# [DOCUMENT EXCERPT]
>>>

Extensions of Vandermonde determinant by computing divided differences

Abstract

As extensions of Vandermonde determinant, we establish a general determinant evaluation formula by means of the Laplace expansion formula. Several interesting determinant identities are consequently derived by computing divided differences.

1 Introduction and motivation

Divided differences (cf. [7, Chapter 1]) are useful tools in mathematics and physics. For example, their applications to symmetric functions and approximation theory can be found respectively in [6, § 1.2] and [8, § 2.4]. For a complex function f(y) and uneven spaced grid points \(\{x_k\}_{k=0}^{n}\), the divided differences with respect to y are defined in succession as follows:

$$\begin{aligned} \Delta [x_0,x_1]f(y)= & {} \frac{f(x_0)-f(x_1)}{x_0-x_1},\\ \Delta [x_0,x_1,x_2]f(y)= & {} \frac{\Delta [x_0,x_1]f(y)-\Delta [x_1,x_2]f(y)}{x_0-x_2},\\ \cdots&\vdots&\cdots \\ \Delta [x_0,x_1,\ldots ,x_n]f(y)= & {} \frac{\Delta [x_0,x_1,\ldots ,x_{n-1}]f(y) -\Delta [x_1,x_2,\ldots ,x_n]f(y)}{x_0-x_n}. \end{aligned}$$

In general, they can be expressed through the Newton formula:

$$\begin{aligned} \Delta [x_0,x_1,\ldots ,x_n]f(y) =\sum _{k=0}^{n}\frac{f(x_k)}{\prod _{i\ne k}(x_k-x_i)}. \end{aligned}$$

(1)

Between the divided differences of monomials and complete symmetric functions, there holds the following well–known formula due to Sylvester (1839), whose proofs can be found in [1,2,3]:

$$\begin{aligned} \Delta [x_0,x_1,\ldots ,x_n]y^m= & {} \sum _{k=0}^{n}\frac{x_k^m}{\prod _{i\ne k}(x_k-x_i)} \nonumber \\= & {} {\left\{ \begin{array}{ll} 0, &{} \quad m=0,1,\ldots ,n-1; \\ h_{m-n}(x_0,x_1,\ldots ,x_n), &{} \quad m=n,~n+1,~\ldots ; \\ \frac{(-1)^n}{x_0x_1\cdots x_n} h_{-m-1}\big (\frac{1}{x_0},\frac{1}{x_1},\ldots ,\frac{1}{x_n}\big ), &{} \quad m=-1,-2,-3,\ldots . \end{array}\right. } \end{aligned}$$

(2)

Here and below, we shall denote the elementary and complete symmetric functions (cf. Macdonald [6, § 1.2]) of variables \(X=\{x_0,x_1,\ldots ,x_n\}\), respectively, by

$$\begin{aligned} e_0(X)= & {} 1 \quad \text { and } \quad e_m(X)=\sum _{0\le k_1<k_2<\cdots <k_m\le n} x_{k_1}x_{k_2}\cdots x_{k_m} \quad \text { for } \; m\in \mathbb {N};\\ h_0(X)= & {} 1 \quad \text { and } \quad h_m(X)=\sum _{0\le k_1\le k_2\le \cdots \le k_m\le n} x_{k_1}x_{k_2}\cdots x_{k_m} \quad \text { for } \; m\in \mathbb {N}. \end{aligned}$$

They admit the following generating functions:

$$\begin{aligned} \sum _{k=0}^{n+1}e_k(X)\,y^k= & {} \prod _{k=0}^n(1+x_ky),\end{aligned}$$

(3)

<<<

# [RECORD EXCERPTS]
>>>

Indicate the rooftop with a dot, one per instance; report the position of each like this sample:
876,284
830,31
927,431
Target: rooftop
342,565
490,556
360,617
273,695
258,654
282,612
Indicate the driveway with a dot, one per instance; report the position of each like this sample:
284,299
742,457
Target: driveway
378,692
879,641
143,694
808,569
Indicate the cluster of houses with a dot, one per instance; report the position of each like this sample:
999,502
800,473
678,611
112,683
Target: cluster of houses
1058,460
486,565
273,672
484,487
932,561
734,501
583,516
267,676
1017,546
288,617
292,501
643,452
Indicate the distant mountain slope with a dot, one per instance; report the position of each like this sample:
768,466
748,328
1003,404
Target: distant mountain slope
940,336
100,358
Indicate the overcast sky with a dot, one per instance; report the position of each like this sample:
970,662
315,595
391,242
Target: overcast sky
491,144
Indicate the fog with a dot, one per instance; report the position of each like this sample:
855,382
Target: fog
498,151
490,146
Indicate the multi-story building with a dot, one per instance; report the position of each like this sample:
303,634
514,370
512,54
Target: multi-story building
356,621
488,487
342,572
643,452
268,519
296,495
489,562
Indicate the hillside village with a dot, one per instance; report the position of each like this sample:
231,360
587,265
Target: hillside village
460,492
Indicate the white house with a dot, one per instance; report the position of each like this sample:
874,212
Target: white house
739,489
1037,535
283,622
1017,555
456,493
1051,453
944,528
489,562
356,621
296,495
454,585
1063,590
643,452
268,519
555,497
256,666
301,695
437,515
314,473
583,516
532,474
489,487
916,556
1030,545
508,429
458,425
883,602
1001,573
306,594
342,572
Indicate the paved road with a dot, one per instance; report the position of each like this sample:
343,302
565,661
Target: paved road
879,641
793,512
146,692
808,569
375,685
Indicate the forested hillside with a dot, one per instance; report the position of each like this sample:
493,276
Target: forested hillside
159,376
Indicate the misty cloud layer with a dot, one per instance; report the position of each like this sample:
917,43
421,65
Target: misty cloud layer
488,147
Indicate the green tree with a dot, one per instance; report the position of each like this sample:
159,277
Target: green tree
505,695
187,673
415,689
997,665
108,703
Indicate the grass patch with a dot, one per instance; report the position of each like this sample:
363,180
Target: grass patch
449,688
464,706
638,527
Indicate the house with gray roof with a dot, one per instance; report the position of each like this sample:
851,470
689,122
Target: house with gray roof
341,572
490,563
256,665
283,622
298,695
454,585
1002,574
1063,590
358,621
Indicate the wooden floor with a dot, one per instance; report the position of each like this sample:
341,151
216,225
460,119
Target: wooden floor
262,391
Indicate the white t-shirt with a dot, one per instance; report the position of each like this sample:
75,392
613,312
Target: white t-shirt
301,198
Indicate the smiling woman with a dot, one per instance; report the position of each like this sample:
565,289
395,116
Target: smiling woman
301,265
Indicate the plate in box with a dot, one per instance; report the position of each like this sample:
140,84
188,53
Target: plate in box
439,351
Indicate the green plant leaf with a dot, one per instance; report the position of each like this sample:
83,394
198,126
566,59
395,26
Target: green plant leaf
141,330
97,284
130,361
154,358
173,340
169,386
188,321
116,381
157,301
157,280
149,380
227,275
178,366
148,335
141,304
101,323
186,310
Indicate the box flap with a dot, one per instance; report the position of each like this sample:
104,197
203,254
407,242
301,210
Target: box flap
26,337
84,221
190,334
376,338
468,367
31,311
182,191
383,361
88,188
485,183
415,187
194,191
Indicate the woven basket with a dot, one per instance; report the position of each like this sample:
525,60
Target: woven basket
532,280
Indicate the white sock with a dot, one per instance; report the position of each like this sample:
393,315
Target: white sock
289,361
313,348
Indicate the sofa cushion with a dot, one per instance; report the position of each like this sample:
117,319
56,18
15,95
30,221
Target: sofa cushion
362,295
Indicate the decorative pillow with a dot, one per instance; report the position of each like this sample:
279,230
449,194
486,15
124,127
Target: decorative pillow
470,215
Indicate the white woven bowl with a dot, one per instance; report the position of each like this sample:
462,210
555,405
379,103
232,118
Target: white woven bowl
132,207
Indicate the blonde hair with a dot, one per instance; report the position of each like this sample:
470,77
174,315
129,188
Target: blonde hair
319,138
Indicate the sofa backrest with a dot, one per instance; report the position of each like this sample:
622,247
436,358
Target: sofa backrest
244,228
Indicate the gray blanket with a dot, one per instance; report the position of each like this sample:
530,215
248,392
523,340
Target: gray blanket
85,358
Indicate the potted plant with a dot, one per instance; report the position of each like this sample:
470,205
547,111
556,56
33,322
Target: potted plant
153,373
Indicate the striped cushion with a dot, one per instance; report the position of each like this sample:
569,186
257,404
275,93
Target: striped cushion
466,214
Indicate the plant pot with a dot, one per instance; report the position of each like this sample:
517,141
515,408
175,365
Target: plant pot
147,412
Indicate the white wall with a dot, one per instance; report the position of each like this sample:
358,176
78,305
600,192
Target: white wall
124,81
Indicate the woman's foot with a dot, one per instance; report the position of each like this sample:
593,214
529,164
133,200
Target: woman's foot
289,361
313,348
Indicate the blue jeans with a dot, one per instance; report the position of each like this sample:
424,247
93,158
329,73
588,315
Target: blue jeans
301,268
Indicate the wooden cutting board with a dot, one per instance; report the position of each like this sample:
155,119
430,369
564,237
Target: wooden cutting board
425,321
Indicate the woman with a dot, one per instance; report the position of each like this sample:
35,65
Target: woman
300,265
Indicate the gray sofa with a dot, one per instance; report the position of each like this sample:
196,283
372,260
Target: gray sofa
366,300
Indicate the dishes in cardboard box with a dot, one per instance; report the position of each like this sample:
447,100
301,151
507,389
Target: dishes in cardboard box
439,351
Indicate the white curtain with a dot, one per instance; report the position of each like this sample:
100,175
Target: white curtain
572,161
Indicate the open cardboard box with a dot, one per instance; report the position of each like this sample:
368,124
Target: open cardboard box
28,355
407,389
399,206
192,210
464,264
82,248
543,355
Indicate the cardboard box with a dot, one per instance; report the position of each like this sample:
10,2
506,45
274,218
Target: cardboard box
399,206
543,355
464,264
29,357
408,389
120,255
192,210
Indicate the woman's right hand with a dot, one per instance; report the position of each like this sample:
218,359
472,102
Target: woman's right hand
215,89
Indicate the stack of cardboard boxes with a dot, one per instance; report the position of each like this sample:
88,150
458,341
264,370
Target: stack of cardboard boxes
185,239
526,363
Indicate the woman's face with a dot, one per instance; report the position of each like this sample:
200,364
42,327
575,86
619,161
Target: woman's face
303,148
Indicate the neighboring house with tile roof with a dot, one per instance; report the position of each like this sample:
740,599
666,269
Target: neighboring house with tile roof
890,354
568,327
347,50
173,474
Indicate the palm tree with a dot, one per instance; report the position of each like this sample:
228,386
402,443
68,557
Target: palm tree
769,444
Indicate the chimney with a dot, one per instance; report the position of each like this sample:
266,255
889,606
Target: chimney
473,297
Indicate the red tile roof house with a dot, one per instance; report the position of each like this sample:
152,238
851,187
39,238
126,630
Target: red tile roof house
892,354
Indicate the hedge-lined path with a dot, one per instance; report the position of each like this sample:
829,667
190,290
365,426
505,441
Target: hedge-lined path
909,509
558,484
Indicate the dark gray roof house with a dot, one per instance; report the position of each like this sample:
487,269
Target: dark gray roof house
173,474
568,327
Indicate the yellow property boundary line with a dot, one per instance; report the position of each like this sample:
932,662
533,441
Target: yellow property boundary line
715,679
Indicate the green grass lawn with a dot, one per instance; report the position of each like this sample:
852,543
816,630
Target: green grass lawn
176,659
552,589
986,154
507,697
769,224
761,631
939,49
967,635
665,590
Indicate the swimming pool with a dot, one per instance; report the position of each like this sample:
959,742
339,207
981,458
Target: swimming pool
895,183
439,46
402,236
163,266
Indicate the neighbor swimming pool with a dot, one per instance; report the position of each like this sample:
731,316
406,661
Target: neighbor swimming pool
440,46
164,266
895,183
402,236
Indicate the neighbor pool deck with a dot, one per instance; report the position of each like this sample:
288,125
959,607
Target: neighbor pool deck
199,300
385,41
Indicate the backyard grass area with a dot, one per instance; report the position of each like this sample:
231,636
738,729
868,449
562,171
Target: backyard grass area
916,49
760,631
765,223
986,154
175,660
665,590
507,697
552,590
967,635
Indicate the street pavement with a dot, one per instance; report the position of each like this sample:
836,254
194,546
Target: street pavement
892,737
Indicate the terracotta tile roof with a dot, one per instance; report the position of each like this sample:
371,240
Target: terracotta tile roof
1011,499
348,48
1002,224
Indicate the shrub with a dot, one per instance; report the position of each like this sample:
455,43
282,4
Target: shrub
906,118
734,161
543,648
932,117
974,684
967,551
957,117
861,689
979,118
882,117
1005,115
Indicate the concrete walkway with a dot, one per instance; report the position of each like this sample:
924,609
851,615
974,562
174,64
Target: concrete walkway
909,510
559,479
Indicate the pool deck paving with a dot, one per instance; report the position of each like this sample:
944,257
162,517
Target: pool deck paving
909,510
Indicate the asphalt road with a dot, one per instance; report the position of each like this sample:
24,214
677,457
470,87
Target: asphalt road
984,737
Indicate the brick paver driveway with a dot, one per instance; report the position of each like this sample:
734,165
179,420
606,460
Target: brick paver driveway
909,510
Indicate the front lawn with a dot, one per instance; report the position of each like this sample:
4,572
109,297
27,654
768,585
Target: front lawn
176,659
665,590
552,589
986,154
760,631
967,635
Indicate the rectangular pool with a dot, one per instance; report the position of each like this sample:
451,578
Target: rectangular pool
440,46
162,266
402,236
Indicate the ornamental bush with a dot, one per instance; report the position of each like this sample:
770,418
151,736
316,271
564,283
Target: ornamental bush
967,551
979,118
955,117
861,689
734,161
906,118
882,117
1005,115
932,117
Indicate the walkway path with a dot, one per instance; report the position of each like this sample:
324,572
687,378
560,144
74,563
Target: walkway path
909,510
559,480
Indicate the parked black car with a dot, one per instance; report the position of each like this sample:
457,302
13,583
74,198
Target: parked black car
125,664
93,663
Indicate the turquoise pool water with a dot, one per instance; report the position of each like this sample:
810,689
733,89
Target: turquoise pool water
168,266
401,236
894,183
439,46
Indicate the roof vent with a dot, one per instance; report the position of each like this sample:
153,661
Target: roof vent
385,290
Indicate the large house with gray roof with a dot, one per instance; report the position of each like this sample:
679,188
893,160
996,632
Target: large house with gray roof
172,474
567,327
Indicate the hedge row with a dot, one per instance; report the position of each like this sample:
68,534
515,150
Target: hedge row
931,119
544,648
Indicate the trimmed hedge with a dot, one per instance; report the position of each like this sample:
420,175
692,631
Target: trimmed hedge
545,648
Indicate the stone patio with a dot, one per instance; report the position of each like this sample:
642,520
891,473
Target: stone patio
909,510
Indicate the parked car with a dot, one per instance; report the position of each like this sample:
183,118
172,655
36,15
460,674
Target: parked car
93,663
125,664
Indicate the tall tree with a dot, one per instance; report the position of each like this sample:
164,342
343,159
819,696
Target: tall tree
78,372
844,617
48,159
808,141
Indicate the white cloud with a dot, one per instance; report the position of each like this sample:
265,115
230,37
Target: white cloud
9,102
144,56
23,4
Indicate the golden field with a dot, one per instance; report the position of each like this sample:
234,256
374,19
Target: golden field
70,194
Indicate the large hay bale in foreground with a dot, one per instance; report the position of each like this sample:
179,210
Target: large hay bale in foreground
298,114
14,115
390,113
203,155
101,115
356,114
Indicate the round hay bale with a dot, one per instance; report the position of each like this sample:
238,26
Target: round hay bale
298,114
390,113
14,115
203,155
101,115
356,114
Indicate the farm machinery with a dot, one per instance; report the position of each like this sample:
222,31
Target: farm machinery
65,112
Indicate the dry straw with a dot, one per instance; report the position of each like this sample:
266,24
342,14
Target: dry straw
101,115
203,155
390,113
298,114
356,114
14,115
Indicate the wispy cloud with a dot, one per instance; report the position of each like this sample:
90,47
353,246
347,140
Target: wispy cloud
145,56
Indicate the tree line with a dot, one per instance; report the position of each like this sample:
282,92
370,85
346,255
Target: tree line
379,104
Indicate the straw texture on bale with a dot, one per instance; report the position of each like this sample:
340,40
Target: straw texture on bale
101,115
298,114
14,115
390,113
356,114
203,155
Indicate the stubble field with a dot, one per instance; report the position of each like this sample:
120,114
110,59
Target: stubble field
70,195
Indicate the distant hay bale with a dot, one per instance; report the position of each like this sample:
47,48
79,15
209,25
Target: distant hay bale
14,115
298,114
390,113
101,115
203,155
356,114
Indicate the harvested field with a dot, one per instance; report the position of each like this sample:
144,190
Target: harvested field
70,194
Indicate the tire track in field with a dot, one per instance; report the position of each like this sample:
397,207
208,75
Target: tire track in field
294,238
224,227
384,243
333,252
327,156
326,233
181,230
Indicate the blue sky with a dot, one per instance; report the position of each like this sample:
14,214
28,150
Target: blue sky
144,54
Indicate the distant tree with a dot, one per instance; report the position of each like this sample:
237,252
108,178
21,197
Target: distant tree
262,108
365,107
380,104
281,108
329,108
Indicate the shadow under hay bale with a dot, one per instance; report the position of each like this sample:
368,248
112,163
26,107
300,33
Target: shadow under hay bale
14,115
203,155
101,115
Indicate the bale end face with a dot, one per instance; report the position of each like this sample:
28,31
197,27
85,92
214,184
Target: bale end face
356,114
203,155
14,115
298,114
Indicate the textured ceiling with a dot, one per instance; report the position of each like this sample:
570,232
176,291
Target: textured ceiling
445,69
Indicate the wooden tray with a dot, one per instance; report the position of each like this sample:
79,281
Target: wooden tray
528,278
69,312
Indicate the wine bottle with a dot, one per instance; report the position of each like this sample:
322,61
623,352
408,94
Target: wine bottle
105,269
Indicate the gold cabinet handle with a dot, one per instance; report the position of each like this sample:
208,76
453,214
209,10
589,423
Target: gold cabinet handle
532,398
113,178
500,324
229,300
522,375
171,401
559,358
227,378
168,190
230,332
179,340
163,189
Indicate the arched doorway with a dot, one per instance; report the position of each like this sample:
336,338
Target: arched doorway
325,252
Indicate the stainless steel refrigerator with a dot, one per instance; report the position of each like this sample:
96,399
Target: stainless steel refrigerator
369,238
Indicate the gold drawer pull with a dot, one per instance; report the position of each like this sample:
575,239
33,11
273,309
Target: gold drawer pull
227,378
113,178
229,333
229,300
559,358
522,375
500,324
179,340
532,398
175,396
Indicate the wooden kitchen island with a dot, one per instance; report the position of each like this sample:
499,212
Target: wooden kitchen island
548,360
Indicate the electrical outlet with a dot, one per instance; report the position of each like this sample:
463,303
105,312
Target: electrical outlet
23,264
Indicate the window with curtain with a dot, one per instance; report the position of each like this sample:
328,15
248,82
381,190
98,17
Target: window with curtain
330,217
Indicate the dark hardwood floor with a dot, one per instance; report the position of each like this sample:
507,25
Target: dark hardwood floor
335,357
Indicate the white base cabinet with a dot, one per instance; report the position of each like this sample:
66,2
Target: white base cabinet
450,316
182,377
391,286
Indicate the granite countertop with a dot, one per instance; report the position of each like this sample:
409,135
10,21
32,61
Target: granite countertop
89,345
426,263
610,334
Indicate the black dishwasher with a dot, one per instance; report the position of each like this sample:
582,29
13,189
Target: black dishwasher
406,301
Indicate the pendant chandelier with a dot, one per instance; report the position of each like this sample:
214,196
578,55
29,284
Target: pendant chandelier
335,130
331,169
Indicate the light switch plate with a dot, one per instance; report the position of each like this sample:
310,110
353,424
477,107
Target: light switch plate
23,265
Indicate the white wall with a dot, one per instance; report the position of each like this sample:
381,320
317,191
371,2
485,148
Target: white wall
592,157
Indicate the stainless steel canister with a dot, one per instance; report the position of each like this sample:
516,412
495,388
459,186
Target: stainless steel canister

<<<

# [EXERCISE INSTRUCTIONS]
(a) In the excerpt on divided differences, list every reference number cited in square brackets. Give each number once.
(b) Pick up the excerpt on divided differences right after its last line and keep writing.

# [ANSWERS IN ORDER]
(a) 1, 2, 3, 6, 7, 8

(b)
$$\begin{aligned} \sum _{k=0}^{\infty }h_k(X)\,y^k= & {} \prod _{k=0}^n\frac{1}{1-x_ky}. \end{aligned}$$

(4)

Recently, divided differences have been employed by the first author [4, 5] and Tang–Xu [9] to investigate determinant evaluations. In this paper, we shall utilize the Laplace expansion formula to establish an extension of Vandermonde determinant. By computing divided differences, it will further be specialized to several interesting Vandermonde—like determinant identities.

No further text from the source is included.